Material for this exercise Block Start

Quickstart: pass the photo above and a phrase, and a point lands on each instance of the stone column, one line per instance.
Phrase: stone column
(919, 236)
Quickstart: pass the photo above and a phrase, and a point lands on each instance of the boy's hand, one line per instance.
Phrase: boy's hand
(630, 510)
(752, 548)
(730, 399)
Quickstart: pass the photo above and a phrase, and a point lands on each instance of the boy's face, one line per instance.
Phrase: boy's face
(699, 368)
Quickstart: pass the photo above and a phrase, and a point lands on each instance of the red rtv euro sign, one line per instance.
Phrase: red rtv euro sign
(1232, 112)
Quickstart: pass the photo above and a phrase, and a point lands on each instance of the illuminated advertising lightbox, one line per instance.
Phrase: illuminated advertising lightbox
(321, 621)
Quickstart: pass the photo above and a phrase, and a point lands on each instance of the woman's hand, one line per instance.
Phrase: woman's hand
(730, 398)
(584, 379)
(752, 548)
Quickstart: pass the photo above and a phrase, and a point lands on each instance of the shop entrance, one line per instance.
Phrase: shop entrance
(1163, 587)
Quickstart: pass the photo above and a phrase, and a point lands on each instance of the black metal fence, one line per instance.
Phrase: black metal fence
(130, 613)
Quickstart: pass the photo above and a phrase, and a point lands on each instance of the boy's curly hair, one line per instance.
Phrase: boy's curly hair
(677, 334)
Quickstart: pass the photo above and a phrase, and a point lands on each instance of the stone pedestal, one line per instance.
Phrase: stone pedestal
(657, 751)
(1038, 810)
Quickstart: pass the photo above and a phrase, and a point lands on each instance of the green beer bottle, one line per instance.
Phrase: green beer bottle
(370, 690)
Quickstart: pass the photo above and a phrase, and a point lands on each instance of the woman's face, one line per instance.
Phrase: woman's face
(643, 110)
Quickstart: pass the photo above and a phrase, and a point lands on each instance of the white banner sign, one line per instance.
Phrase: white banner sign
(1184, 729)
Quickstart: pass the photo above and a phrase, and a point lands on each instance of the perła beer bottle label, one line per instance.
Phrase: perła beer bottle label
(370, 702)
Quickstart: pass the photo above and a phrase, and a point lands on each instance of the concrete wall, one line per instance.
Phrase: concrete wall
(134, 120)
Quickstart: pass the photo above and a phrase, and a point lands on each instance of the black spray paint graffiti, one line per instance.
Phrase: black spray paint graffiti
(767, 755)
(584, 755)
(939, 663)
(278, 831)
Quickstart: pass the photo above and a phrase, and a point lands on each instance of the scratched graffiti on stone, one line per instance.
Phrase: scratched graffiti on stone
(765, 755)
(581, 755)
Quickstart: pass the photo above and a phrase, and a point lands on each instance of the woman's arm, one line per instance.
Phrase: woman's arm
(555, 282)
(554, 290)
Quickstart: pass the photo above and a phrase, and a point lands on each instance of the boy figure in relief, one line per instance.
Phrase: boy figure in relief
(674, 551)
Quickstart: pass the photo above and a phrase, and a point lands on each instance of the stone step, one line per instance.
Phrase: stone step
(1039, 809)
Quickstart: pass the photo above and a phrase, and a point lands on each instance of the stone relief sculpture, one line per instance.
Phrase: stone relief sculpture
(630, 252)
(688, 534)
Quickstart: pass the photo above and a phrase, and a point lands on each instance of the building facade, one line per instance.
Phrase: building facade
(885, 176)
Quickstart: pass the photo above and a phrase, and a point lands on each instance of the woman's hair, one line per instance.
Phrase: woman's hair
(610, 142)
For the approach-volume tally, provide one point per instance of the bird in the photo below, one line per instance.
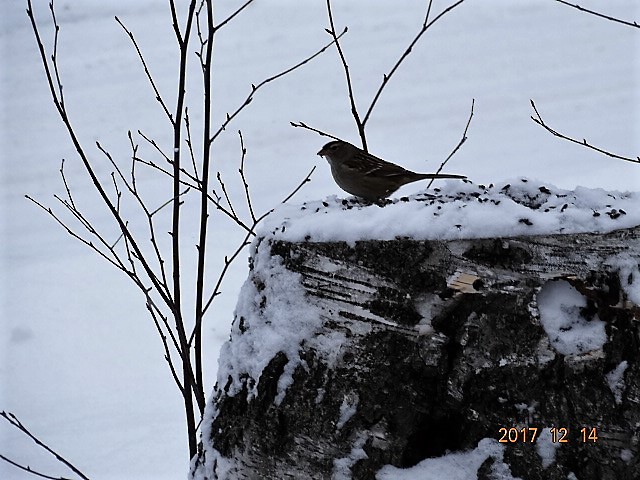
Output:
(367, 176)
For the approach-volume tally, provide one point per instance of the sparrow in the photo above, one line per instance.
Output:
(367, 176)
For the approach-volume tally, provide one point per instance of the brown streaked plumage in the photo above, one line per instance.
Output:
(367, 176)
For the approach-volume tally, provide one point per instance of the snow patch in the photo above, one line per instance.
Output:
(459, 210)
(348, 409)
(629, 274)
(454, 466)
(342, 466)
(560, 314)
(272, 316)
(615, 379)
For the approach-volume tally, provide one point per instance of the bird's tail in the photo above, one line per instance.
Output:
(441, 175)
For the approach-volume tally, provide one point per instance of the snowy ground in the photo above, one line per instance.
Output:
(81, 364)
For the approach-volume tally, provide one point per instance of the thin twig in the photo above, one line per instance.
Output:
(30, 470)
(244, 180)
(385, 78)
(345, 67)
(320, 132)
(54, 55)
(187, 125)
(146, 71)
(538, 119)
(163, 337)
(601, 15)
(255, 88)
(226, 194)
(232, 16)
(13, 420)
(460, 143)
(83, 157)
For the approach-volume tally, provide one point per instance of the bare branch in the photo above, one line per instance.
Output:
(320, 132)
(54, 55)
(153, 143)
(91, 245)
(601, 15)
(30, 470)
(83, 157)
(187, 124)
(385, 78)
(163, 337)
(146, 71)
(232, 16)
(255, 88)
(460, 143)
(244, 180)
(538, 119)
(13, 420)
(345, 66)
(226, 194)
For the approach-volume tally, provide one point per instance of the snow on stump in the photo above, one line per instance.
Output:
(470, 332)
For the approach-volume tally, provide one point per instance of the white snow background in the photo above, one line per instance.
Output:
(81, 364)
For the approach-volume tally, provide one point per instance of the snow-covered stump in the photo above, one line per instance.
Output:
(490, 358)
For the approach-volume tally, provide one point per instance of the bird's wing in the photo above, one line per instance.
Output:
(367, 164)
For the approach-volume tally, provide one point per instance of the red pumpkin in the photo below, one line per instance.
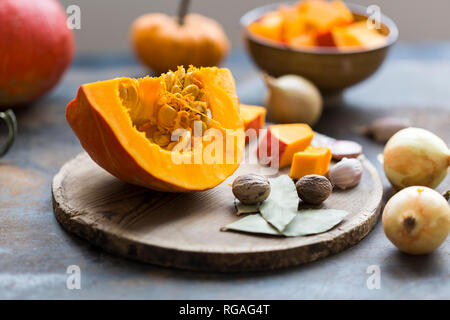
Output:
(36, 47)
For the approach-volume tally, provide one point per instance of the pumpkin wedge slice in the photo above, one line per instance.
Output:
(178, 132)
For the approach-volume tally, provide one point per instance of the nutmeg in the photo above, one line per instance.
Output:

Material for this exercise Block End

* **Directions**: Would you please copy, word for word, everything above from the line containing "Phrase: black metal fence" down to the line containing "pedestal, one line per instance.", those two lines included?

* **Answer to this exercise**:
Phrase: black metal fence
(130, 613)
Quickstart: pass the photo above and a phrase, and a point lands on each instance of the boy's curly hair, one line per instance.
Phrase: boy's curly hair
(677, 334)
Quickstart: pass the photo above and a phrase, and a point lands on each instance of the stone pedestal, one line per instance.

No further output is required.